Aim of the task: Copy the records exactly, from the line containing "spot the fingers?" through the line containing "[0,0,612,409]", both included.

========================================================================

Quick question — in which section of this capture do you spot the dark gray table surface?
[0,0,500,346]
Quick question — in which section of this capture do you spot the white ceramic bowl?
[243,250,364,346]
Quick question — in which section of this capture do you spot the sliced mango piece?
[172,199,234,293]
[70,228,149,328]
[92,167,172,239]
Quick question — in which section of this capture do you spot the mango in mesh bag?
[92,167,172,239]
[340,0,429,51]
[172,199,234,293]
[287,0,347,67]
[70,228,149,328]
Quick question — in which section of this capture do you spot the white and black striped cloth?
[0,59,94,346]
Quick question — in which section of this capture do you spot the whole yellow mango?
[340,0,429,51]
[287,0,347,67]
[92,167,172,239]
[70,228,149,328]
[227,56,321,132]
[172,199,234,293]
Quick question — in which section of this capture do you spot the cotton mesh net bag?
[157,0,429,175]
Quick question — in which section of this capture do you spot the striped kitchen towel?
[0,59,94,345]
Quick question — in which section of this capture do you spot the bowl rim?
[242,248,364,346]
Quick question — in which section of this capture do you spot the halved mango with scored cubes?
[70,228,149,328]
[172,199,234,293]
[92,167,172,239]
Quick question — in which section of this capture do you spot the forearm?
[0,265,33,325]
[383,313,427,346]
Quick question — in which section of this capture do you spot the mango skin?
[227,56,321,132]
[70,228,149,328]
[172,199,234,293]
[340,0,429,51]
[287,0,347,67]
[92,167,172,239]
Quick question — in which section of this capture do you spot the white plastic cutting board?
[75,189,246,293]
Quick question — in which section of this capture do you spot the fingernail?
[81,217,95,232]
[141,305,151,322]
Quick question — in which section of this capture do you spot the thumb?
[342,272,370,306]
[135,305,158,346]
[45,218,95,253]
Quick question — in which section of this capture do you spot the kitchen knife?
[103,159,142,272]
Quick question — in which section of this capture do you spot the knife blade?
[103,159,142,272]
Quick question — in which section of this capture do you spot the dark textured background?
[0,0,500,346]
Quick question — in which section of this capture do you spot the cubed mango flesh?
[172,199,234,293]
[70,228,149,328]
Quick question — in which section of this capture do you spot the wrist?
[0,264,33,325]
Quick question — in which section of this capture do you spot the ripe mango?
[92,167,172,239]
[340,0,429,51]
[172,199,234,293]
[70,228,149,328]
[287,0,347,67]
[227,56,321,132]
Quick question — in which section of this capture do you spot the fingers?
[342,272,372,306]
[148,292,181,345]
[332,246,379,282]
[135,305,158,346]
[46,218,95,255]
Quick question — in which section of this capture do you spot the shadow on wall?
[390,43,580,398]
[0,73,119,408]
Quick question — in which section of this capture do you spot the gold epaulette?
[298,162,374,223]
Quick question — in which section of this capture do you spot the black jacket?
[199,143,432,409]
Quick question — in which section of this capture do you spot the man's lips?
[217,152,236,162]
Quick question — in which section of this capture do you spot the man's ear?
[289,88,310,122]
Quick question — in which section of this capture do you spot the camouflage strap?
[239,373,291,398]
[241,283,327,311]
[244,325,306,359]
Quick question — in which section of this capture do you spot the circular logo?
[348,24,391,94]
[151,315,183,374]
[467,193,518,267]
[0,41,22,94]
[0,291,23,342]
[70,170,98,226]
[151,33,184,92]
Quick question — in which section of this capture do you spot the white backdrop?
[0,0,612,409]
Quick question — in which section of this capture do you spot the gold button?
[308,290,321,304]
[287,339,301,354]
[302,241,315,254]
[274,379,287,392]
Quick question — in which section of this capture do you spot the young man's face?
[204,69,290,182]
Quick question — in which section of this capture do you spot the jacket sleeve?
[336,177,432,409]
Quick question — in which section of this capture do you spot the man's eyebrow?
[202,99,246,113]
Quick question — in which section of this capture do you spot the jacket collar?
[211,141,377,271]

========================================================================

Result below:
Quick question — in which section of this capture do you spot the fingers?
[342,272,372,306]
[148,292,181,345]
[332,246,379,282]
[135,305,158,346]
[46,218,95,255]
Quick question — in which section of this capture do you spot the shadow on wall?
[390,43,580,398]
[0,73,119,408]
Quick question — in which section of this capture do you spot the gold epaulette?
[298,162,374,223]
Quick question — in which section of this capture do you spot the black jacket?
[199,143,432,409]
Quick question — in which section of this capture do you spot the man's lips?
[217,152,236,162]
Quick question — in which section of this capture do you spot the man's ear?
[289,88,310,122]
Quick question — in which section of this capture do you spot the camouflage strap?
[239,373,291,398]
[241,283,327,311]
[244,325,306,359]
Quick question — in which section of this capture do you spot the circular logo?
[348,24,391,94]
[151,315,183,374]
[467,193,518,267]
[0,41,22,94]
[0,291,23,342]
[70,170,98,226]
[151,33,184,92]
Quick question — in which section of this capture do you spot the white backdrop?
[0,0,612,409]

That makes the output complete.